__JOB A__
Answer these from the FC Dacia Chișinău article, one line per answer, marked as the questions are:
(i) Who took over as club president in autumn 2000?
(ii) What was the largest victory in the club's history, and against whom?
(iii) Where did the club's name come from?
__JOB B__
According to the FC Dacia Chișinău article, why did the club qualify for the preliminaries of the UEFA Champions League? Answer in one to three sentences.
__JOB C__
Continue the history of FC Dacia Chișinău from the end of the last paragraph shown.

__DOCUMENT SEGMENT__
Dacia Chișinău
- Full name: Fotbal Club Dacia Chișinău
- Nicknames: Galben-albaștrii (The Yellow-Blues); Lupii (The Wolves);
- Founded: 1999; 27 years ago
- Dissolved: 2018; 8 years ago
- Ground: Stadionul Dacia
- Capacity: 8,550 (3,300 seats)
- 2017: Divizia Națională, 4th of 10 (withdrew)
| Home colours | Away colours |

= FC Dacia Chișinău =

Association football club in Moldova

Fotbal Club Dacia Chișinău, commonly known as Dacia Chișinău or simply Dacia, was a Moldovan football club based in Chișinău, which last played in the village of Speia, Anenii Noi. They participated in the Divizia Națională, the top division in Moldovan football.

The club's name came from Dacia, an ancient civilization which covered parts of modern Moldova. Established in 1999, it entered the Moldovan "A" Division in 2000 and was promoted to the first division two years later. They won their first league title in the 2010–11 season, thereby qualifying for the preliminaries of the UEFA Champions League. The team has also taken part in the Europa League on five occasions, but never reached the group stage. The club was disbanded after the 2017 Moldovan National Division season.

== History ==

=== Early history (1999–2002) ===
FC Dacia was founded in 1999 by Marin Livadaru, Igor Ursachi, Valeriu Plujnic and Alexandru Șcaruba. The team was composed of goalkeeper Ghenadie Gariuc and outfield players including Alexandru Golban, Cornel Popov, Ruslan Rașcu, Serghei Coșciug, Cornel Gafton, Veaceslav Titov, Alexandru Tracalov. The club's initial aim was to compete in the Moldovan "A" Division (second tier). Dacia debuted in this league during the 2000–01 season, while Gabriel Stati took over as president in autumn 2000. The club came 4th in its first season before being promoted to the top-flight Moldovan National Division the following season.

=== National Division (2002–2010) ===
Dacia won their first National Division match 1–0 against Nistru Otaci, and ended the 2002–03 season in 4th with qualification to the Intertoto Cup as a result. Here they defeated the Faeroese club GÍ Gøta and Albanian side Partizani Tirana, against whom they five unanswered goals over the two-legged fixture (2–0 and 3–0). Dacia were subsequently eliminated by Germans Schalke 04, losing both legs (1–0 and 2–1).

Before the 2003–04 season, former Dacia player and second-team coach Emil Caras took over as head coach, leading the side to 5th place in the league and a Moldovan Cup semi-final defeat against fellow Chișinău-based side Zimbru Chișinău. Durfing that cup-run, Dacia recorded the largest victory in its history, 9–0 against FC Florești.

The 2004–05 season saw Dacia qualify for the UEFA Cup for the first time after a third-place finish in the league. The Wolves also finished as runners-up in the Moldova Cup after a dramatic loss to Nistru Otaci. Dacia were knocked out of the 2005-06 UEFA Cup in the first round against the Swiss Challenge League team FC Vaduz, losing 2–0 away but winning the home leg 1–0 though Vladimir Jăpălău. The subsequent league campaign ended in sixth position, along with defeat in the Moldova Cup semi-finals against Nistru Otaci. However, Dacia was the winner of a friendly tournament named the Turkmenistan President's Cup in February 2006, winning 4–3 in the final and collecting $20,000 US dollars as a prize.

__RECORDS SUPPLIED__
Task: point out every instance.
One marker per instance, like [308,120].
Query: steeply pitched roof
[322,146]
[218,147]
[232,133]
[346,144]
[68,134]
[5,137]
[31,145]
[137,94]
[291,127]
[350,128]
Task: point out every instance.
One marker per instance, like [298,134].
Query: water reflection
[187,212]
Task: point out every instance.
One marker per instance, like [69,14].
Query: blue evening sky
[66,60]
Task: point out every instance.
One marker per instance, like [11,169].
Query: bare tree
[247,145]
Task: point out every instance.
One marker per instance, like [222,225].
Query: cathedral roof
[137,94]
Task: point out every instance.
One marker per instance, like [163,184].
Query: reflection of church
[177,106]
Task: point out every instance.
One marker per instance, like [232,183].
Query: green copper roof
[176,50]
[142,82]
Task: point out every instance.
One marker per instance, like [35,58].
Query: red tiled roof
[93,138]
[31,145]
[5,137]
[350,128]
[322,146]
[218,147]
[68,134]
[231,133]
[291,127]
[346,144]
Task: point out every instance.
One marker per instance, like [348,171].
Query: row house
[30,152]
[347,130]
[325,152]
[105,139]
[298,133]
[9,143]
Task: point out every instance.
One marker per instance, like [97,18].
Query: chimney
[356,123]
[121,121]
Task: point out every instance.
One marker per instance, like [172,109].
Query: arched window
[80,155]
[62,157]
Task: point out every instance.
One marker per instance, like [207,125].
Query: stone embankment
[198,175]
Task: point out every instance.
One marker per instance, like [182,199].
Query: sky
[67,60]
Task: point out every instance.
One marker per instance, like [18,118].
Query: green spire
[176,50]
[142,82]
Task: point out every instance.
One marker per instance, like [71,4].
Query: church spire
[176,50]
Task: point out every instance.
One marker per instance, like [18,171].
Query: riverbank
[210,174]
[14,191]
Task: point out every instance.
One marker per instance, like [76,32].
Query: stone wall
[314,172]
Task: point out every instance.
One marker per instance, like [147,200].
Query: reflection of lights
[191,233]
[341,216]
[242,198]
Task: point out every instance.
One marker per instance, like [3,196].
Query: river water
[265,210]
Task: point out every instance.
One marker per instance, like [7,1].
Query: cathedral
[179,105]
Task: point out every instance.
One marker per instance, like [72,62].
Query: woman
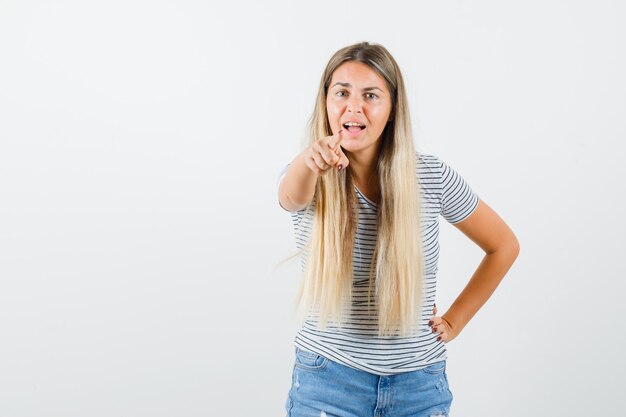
[365,207]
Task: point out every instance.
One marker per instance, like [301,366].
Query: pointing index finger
[336,140]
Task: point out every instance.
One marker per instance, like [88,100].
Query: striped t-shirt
[357,344]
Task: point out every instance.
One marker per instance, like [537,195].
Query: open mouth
[353,127]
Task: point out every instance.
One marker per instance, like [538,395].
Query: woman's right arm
[297,187]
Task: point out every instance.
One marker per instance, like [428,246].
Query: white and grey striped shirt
[356,344]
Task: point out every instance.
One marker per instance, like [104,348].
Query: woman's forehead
[357,74]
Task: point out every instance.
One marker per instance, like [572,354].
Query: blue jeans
[323,388]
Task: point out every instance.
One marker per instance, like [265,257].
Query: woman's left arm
[501,247]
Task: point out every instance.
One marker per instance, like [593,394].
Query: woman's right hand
[326,153]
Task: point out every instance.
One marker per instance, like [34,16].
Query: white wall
[140,143]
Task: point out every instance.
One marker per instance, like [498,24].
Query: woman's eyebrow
[350,86]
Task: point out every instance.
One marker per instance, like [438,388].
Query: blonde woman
[365,208]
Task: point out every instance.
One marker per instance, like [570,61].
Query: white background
[140,144]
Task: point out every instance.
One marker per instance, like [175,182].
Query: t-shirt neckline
[365,198]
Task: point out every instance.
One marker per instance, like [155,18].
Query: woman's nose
[355,105]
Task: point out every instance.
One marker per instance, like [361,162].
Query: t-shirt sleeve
[458,200]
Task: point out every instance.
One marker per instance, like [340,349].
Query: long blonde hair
[397,263]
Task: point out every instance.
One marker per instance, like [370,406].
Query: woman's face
[358,94]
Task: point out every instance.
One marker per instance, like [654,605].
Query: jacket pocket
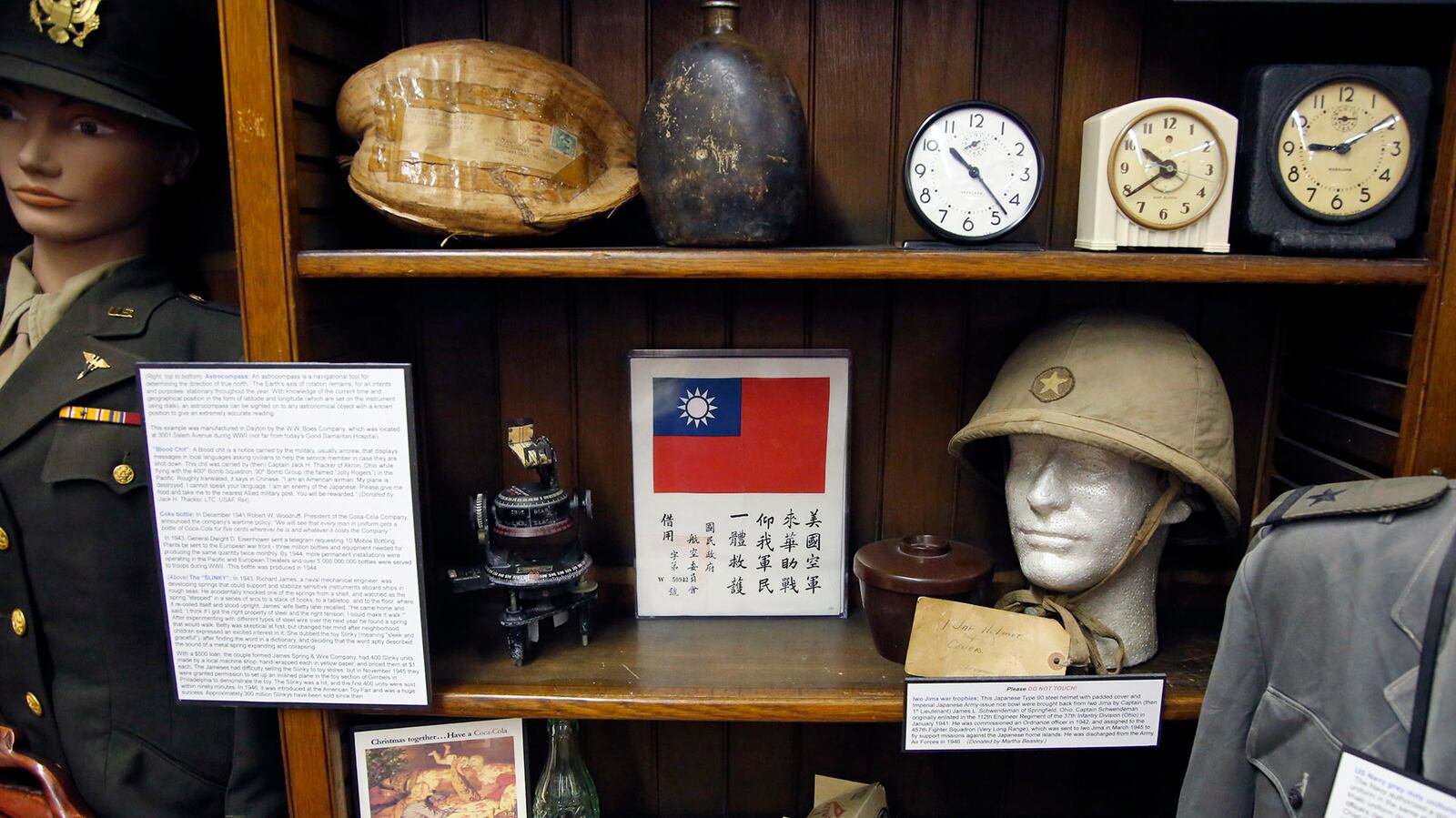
[1296,754]
[114,454]
[145,781]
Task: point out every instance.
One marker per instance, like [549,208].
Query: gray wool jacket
[1321,647]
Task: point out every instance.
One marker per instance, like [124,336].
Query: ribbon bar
[101,415]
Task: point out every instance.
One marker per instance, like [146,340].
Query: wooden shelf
[859,262]
[740,670]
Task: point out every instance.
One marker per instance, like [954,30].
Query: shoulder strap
[1434,621]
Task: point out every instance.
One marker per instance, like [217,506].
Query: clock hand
[1149,181]
[976,174]
[1198,147]
[1388,123]
[989,191]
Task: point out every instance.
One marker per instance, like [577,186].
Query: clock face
[1343,150]
[973,172]
[1168,169]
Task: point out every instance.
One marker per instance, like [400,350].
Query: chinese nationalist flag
[740,436]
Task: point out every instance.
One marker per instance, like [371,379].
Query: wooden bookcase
[1339,369]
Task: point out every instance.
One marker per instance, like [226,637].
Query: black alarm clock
[1331,162]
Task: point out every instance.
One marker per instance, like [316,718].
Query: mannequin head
[1075,509]
[84,179]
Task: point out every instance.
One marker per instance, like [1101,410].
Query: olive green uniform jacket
[86,677]
[1321,647]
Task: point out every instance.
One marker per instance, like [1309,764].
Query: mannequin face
[77,172]
[1074,509]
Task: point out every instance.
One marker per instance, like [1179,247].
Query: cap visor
[47,77]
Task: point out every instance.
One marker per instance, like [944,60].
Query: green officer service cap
[133,56]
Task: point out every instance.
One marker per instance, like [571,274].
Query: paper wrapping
[482,138]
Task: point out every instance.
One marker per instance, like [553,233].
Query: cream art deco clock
[1157,174]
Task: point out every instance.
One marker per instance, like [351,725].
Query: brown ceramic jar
[893,574]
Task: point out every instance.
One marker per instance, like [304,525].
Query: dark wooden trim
[259,134]
[852,262]
[759,670]
[1426,429]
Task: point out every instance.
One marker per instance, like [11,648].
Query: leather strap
[57,791]
[19,803]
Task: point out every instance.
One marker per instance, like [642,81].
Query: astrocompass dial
[1168,169]
[1343,150]
[696,407]
[973,172]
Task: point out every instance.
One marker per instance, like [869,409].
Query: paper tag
[836,798]
[1033,713]
[1366,788]
[956,640]
[487,140]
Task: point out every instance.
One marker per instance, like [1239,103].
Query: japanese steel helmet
[1126,383]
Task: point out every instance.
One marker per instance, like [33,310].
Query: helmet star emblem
[1053,385]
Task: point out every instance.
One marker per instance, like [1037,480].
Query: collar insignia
[66,21]
[94,363]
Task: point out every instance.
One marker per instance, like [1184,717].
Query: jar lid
[924,563]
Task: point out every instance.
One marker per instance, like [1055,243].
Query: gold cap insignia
[66,21]
[1053,385]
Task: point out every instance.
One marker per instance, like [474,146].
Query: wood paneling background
[868,73]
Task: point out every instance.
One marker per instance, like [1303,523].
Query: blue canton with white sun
[696,407]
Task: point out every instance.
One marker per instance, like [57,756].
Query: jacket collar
[116,308]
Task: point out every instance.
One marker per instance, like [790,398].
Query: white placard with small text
[288,526]
[1366,788]
[1033,712]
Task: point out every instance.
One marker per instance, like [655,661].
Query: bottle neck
[562,737]
[720,19]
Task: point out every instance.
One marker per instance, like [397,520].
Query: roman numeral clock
[1155,174]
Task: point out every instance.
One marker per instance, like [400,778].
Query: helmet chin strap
[1082,628]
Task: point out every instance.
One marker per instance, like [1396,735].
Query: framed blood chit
[739,470]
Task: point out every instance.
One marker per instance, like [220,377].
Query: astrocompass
[533,548]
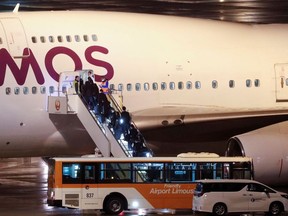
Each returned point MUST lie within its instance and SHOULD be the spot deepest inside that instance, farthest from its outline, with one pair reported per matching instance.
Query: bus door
(89, 194)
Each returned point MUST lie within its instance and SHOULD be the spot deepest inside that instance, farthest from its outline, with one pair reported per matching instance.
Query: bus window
(89, 173)
(115, 172)
(71, 173)
(181, 172)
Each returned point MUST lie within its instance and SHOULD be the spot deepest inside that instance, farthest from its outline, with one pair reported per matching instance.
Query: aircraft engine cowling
(268, 147)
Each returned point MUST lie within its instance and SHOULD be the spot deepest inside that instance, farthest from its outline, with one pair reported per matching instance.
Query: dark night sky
(246, 11)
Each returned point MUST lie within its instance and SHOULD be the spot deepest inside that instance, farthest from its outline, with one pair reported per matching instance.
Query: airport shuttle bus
(153, 183)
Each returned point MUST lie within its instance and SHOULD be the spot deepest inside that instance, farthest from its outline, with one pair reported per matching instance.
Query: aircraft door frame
(281, 79)
(15, 34)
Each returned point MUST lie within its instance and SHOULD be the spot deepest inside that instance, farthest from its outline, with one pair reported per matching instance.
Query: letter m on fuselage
(20, 74)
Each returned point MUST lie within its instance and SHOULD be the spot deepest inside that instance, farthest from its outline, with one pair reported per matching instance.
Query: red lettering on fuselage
(20, 74)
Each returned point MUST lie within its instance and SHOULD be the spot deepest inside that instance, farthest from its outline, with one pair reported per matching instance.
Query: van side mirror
(267, 192)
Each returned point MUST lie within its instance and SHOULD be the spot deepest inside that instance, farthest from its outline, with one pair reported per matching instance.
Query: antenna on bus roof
(16, 9)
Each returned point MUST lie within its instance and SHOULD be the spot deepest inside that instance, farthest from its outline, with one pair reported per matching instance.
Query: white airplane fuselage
(204, 70)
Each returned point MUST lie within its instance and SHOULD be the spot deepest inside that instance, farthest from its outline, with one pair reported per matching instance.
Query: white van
(225, 196)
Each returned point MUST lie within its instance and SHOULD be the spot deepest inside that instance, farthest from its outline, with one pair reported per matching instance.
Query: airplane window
(51, 89)
(77, 38)
(129, 87)
(172, 85)
(163, 86)
(231, 83)
(8, 90)
(42, 39)
(25, 90)
(180, 85)
(34, 90)
(214, 84)
(94, 37)
(146, 86)
(51, 39)
(112, 87)
(197, 84)
(68, 38)
(155, 86)
(34, 39)
(17, 90)
(60, 39)
(85, 37)
(43, 89)
(138, 86)
(257, 82)
(120, 87)
(248, 83)
(189, 85)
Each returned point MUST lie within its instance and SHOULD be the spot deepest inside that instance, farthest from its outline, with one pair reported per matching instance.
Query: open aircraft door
(16, 37)
(281, 78)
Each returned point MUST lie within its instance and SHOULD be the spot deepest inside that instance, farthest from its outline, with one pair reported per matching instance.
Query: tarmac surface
(23, 189)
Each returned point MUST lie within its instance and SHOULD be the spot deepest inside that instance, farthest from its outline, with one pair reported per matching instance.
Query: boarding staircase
(101, 133)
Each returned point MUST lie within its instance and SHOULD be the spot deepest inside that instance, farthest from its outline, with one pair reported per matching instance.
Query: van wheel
(114, 205)
(219, 209)
(275, 208)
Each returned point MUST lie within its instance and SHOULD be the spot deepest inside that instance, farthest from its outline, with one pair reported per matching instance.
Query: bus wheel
(219, 209)
(114, 205)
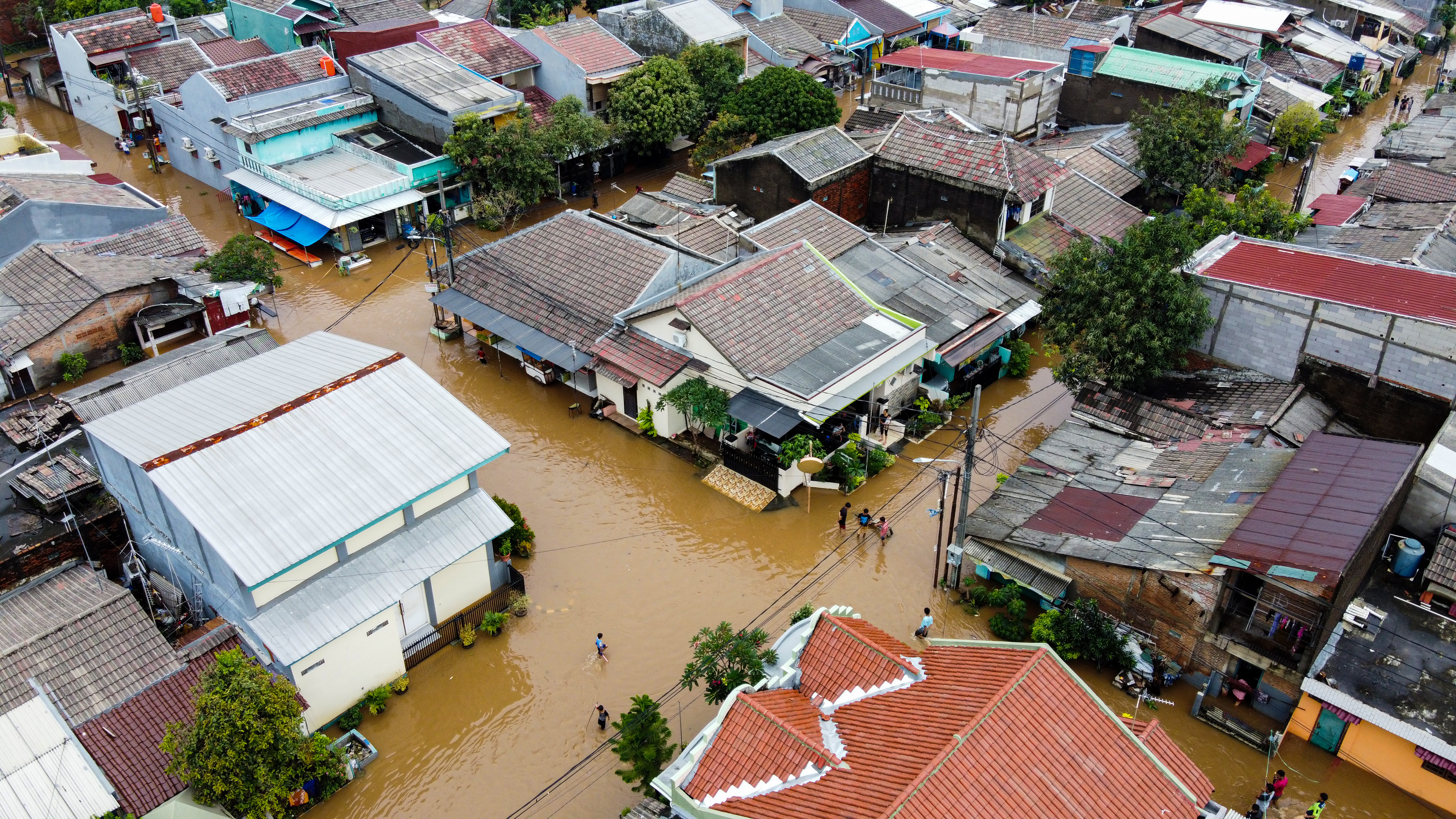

__WRITTEN RESPONSE A__
(i) Gabriel Stati.
(ii) A 9–0 win against FC Florești, during the 2003–04 Moldovan Cup run.
(iii) From Dacia, an ancient civilization that covered parts of modern Moldova.

__WRITTEN RESPONSE B__
Dacia qualified for the UEFA Champions League preliminaries because it won its first league title in the 2010–11 season.

__WRITTEN RESPONSE C__
After finishing 4th in the 2006–07 season, Dacia qualified for the 2007 Intertoto Cup, and advanced past the Azerbaijani club Baku FC in the first round via a penalty shoot-out, with Dacia's goalkeeper Mihai Moraru saving. It took another shoot-out in the second round to defeat Swiss club St Gallen. Dacia's third-round opponents were German club Hamburger SV, whose team of internationals revolving around Dutch playmaker Rafael van der Vaart drew 1–1 in Moldova, but won 4–0 in the return leg to knock Dacia out. The Yellow Wolves received a high assessment from local experts and Dacia were named the Top Team of 2007 by the Moldova Football Association.

The subsequent 2007–08 league campaign brought Dacia's highest-placed finish as of then, partly due to new vice-president Timur Kuriev who found Russian investors. After the mid-season break, Dacia won five matches in a row to cut their deficit behind holders and league leaders Sheriff Tiraspol to a single point before their encounter on 30 March, which was won by Sheriff. By finishing in second, Dacia made the qualifying rounds of the UEFA Cup and were defeated 4–2 on aggregate by Serbian club Borac Čačak in the first round.

Dacia finished as runners-up to Sheriff again in 2008–09, and also reached their second Moldovan Cup final, which they lost 2–0 to Sheriff on 23 May. During the season, manager Emil Caras moved to FC Tiraspol and was replaced by the Ukrainian Roman Pilipchuk, while at the end of the season Victor Bulat received the People's Choice Award. Dacia started the 2009–10 UEFA Europa League in the second qualifying round where they were defeated 3–0 on aggregate by Slovak team MŠK Žilina.

In the 2009–10 season, Dacia were in the third place over the mid-season break, two points off first, but ended the season in 5th. Pilipchuk was replaced as manager by Veaceslav Semionov, and Rustam Polonkoev took over as president. The team made the Moldovan Cup final for the second consecutive season, and were again defeated 2–0 by Sheriff Tiraspol.

=== League success (2010–2018) ===
Dacia began the 2010–11 season in a Europa League qualifier against Montenegrin club FK Zeta, winning on the away-goals rule after a 1–1 aggregate draw, and were then knocked out 2–0 on aggregate by Swedish team Kalmar FF. The Russian coach Igor Dobrovolskiy was appointed as head coach of Dacia before the league season began. Dacia were the sole unbeaten side in the league by their 17th match, which they lost 3–0 to Sheriff Tiraspol. Following that result, they remained unbeaten for the remaining 22 league games of the season. Dacia won their first, and so far only, Moldovan National Division title in 2010–11, finishing 9 points ahead of runners-up Sheriff and denying the Tiraspol club an eleventh consecutive title.

Also that season, Dacia signed an agreement with the Buiucani sports school to create a reserve team, Dacia Buiucani.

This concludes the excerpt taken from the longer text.